> _What to produce_
From the blog post about bullying at a restaurant below, extract the stretch from "We had enjoyed" through "brothers or friends.", copying it word for word.

> _Extract to read_
[Start of section]
Monday, February 27, 2017

Bullying - I couldn't believe my eyes.

Doug and I ate lunch today at Granny's Restaurant on the corner in Samson. It is located at the traffic light where we turn and go to Elba. I witnessed something in there that disturbed me very much. Now friends in Samson, or in our surrounding area, should share this post with the hopes that somebody will recognize the people and take action to do something about it fast!
We had enjoyed a delicious meal and went over to the counter to pay. Douglas went to the restroom first and I sat down sideways in a booth nearby and waited and watched people. 
The young lady checking everybody out was probably a senior in high school. At least that was written on her shirt. She was a pretty girl, one that any boy would want to impress, I think. She didn't seem to pay much attention to the family (or friends) of four, a man, woman, and two boys, that came to her counter other than doing her job. One was a very handsome, tall, young boy about the girl's age. Beside him was a younger boy who was shorter with slightly reddish hair. He was a little overweight, but nice looking. I wondered if they were brothers or friends.
The tall boy stood with his legs far apart at the corner of the counter, flipped his head at one time as if to throw his hair out of his eyes. I think it was too short for that, but that was an impressive move for the one he was hoping to impress. I wouldn't have thought much about any of that except that tall boy suddenly reached over and thumped the smaller boys ear very hard. I know it hurt because he grabbed his ear immediately. The man and woman were not paying attention to what was going on. Soon the tall boy punched the smaller boy in the stomach with his elbow. Wow, I knew that had to hurt by his reaction. That's when he caught me looking at him.
[End of section]
> _Data extract_
[Start of section]
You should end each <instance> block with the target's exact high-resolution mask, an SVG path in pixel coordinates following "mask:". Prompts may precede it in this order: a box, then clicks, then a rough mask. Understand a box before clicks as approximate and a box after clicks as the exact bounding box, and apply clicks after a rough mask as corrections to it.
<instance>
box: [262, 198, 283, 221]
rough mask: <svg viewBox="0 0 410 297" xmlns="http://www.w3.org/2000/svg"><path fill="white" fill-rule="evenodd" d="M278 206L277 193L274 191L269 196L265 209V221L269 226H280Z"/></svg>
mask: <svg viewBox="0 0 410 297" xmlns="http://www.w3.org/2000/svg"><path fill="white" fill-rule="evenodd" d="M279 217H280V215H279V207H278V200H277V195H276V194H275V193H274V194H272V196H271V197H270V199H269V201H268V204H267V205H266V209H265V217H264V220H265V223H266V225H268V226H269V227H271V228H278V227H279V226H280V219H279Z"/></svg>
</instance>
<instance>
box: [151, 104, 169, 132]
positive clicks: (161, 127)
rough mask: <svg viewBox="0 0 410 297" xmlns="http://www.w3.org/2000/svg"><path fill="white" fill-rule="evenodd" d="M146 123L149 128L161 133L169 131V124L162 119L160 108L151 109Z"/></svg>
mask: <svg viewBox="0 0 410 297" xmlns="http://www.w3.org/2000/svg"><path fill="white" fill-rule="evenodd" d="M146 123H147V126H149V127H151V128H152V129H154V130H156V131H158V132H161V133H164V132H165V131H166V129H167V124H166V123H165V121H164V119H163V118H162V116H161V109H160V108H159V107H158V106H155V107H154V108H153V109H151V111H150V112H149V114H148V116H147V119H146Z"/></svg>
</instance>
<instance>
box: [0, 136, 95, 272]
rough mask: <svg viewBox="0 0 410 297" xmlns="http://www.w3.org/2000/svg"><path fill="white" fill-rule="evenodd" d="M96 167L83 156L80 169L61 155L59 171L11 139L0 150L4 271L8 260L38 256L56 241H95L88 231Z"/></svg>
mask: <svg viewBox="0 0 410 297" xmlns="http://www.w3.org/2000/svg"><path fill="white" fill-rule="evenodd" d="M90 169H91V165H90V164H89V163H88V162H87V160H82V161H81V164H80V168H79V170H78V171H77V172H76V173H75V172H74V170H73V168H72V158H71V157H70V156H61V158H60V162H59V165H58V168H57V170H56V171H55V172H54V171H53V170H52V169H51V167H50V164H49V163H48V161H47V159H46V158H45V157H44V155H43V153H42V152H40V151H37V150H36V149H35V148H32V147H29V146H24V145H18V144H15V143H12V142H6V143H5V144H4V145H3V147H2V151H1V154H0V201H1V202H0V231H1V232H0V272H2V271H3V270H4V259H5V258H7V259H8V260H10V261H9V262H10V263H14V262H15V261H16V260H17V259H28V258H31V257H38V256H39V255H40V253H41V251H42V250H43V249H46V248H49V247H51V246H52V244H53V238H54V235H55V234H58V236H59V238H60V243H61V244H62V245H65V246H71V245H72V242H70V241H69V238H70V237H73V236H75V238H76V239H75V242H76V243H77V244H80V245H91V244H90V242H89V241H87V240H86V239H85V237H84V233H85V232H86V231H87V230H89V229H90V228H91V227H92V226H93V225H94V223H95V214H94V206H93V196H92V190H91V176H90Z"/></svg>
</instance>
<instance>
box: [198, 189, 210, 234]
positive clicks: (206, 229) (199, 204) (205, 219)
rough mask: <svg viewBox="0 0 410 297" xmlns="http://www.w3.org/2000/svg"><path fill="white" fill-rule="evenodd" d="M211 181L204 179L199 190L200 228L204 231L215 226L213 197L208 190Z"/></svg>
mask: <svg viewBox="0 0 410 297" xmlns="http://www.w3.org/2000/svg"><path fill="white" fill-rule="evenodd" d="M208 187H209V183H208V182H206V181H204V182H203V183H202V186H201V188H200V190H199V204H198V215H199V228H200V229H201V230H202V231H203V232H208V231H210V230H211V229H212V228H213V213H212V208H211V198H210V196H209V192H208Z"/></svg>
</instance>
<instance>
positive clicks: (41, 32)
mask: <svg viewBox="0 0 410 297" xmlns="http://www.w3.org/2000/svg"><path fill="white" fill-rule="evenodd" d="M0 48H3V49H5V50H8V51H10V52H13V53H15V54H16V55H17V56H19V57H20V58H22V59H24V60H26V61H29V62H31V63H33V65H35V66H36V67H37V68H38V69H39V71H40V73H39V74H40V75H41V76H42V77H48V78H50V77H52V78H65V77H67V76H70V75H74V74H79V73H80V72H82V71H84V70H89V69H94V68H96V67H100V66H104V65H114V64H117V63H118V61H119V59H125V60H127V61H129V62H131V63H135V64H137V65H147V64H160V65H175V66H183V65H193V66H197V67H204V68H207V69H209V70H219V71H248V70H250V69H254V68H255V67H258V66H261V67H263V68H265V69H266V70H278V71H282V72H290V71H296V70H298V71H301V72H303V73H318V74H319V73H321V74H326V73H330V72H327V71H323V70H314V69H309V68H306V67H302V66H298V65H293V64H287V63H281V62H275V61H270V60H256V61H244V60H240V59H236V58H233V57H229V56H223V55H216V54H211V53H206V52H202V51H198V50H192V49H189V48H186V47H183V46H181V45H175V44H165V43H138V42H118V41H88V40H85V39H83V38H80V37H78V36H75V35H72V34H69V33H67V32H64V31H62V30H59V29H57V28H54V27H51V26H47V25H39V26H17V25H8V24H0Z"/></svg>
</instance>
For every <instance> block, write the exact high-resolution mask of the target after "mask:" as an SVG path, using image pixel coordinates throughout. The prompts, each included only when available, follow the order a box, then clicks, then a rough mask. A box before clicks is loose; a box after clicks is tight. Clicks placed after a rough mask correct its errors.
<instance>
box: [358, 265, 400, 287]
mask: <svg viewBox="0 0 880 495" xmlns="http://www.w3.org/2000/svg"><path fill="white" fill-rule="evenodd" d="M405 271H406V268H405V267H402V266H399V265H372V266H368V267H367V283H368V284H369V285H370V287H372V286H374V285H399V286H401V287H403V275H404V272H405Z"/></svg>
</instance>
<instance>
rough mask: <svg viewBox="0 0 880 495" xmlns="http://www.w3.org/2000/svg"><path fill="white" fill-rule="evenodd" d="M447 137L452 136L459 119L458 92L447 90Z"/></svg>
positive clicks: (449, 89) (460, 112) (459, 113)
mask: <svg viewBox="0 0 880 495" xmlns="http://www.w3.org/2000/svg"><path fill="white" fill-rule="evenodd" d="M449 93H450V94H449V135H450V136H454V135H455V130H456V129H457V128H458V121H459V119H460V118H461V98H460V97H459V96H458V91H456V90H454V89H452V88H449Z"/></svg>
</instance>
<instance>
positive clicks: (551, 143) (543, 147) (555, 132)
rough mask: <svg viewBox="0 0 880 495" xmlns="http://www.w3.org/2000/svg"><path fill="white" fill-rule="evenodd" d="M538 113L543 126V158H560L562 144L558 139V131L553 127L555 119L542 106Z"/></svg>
[End of section]
> _Response box_
We had enjoyed a delicious meal and went over to the counter to pay. Douglas went to the restroom first and I sat down sideways in a booth nearby and waited and watched people. 
The young lady checking everybody out was probably a senior in high school. At least that was written on her shirt. She was a pretty girl, one that any boy would want to impress, I think. She didn't seem to pay much attention to the family (or friends) of four, a man, woman, and two boys, that came to her counter other than doing her job. One was a very handsome, tall, young boy about the girl's age. Beside him was a younger boy who was shorter with slightly reddish hair. He was a little overweight, but nice looking. I wondered if they were brothers or friends.